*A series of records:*
►

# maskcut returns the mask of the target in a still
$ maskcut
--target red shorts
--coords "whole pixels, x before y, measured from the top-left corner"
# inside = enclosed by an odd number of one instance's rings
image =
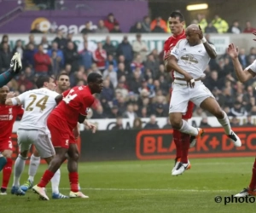
[[[50,114],[47,119],[47,126],[54,147],[68,148],[69,144],[76,143],[73,130],[69,128],[67,121]]]
[[[13,142],[10,139],[0,141],[0,152],[3,152],[4,150],[13,151]]]
[[[172,89],[171,89],[170,92],[171,92],[171,98],[172,98]],[[191,101],[189,101],[187,112],[186,112],[186,113],[184,115],[183,115],[183,119],[190,119],[192,118],[193,109],[194,109],[194,103],[191,102]]]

◄

*What the task asks:* Can you print every entry above verbatim, line for line, with the pictures left out?

*Task answer:*
# maskcut returns the mask of the target in a still
$ maskcut
--target red shorts
--coords "whole pixels, x before y, measured from the top-left corner"
# inside = enclosed by an odd number of one instance's rings
image =
[[[50,114],[47,119],[47,126],[54,147],[68,148],[69,144],[76,143],[73,130],[69,128],[67,121]]]
[[[13,142],[10,139],[0,141],[0,152],[3,152],[4,150],[13,151]]]
[[[172,89],[171,89],[170,92],[171,92],[171,98],[172,98]],[[191,101],[189,101],[187,112],[186,112],[186,113],[184,115],[183,115],[183,119],[190,119],[192,118],[193,109],[194,109],[194,103],[191,102]]]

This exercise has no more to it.